Excerpt from a dataset
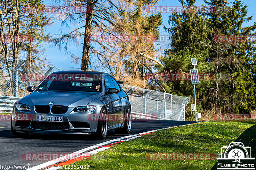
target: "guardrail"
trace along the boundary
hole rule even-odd
[[[12,112],[13,104],[21,98],[21,97],[0,95],[0,112]]]

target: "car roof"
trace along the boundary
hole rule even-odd
[[[111,75],[108,73],[100,71],[83,71],[81,70],[67,70],[65,71],[60,71],[53,72],[51,74],[102,74],[103,75]]]

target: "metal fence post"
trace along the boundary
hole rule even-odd
[[[19,69],[21,65],[25,62],[26,60],[21,60],[20,61],[17,65],[14,68],[14,72],[13,73],[13,96],[14,97],[17,96],[17,87],[18,86],[18,81],[17,81],[17,71]]]
[[[50,72],[52,71],[53,69],[53,68],[54,68],[54,67],[50,67],[50,68],[48,69],[48,70],[47,70],[47,71],[45,72],[45,73],[44,73],[44,74],[46,75],[48,75],[48,74],[49,74],[49,73],[50,73]]]
[[[165,93],[164,93],[164,119],[166,118],[166,102],[165,102]]]
[[[144,113],[146,114],[146,99],[145,96],[143,96],[143,106],[144,107]]]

(TASK)
List every line above that contains the string "target".

(THE OUTPUT)
target: "guardrail"
target: "car roof"
target: "metal fence post"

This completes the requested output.